#### PROBLEM TO WORK ON:
Please reproduce the listing below verbatim, starting with its first line and going on through the line that contains "x=183, y=457", with both of those lines included.

(Position annotation records)
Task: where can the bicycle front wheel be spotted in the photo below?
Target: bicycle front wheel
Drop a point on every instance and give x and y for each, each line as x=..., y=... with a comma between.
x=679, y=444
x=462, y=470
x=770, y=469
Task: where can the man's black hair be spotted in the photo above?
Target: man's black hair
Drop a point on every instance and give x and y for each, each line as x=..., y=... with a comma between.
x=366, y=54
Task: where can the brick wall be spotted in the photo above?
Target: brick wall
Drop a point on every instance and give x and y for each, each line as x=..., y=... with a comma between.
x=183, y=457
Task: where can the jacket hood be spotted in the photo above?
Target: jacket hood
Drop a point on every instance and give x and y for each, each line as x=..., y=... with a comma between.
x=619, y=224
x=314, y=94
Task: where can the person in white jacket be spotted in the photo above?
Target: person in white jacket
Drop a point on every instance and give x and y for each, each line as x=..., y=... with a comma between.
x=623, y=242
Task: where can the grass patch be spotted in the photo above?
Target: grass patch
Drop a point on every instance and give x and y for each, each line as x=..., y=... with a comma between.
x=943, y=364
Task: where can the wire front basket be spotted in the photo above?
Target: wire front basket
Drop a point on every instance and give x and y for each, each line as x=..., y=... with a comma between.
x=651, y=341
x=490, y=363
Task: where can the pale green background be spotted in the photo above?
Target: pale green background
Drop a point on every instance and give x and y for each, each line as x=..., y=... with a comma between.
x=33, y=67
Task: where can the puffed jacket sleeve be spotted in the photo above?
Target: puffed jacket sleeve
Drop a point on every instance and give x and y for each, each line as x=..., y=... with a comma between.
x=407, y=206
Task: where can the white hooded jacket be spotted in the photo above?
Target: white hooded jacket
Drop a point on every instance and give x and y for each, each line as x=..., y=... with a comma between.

#### EXERCISE RESULT:
Task: where can the bicycle front wheel be spotted in the photo below?
Target: bicycle front wheel
Drop a point on every instance and give x and y for each, each line as x=..., y=... with a comma between.
x=679, y=444
x=462, y=470
x=770, y=469
Task: where can the man's black hair be spotted in the photo above?
Target: man's black hair
Drop a point on every instance and give x and y for each, each line as x=..., y=... with a comma between.
x=366, y=54
Task: where can the brick wall be spotted in the photo above?
Target: brick wall
Drop a point on every instance and give x and y for each, each line as x=..., y=... with a comma between.
x=183, y=457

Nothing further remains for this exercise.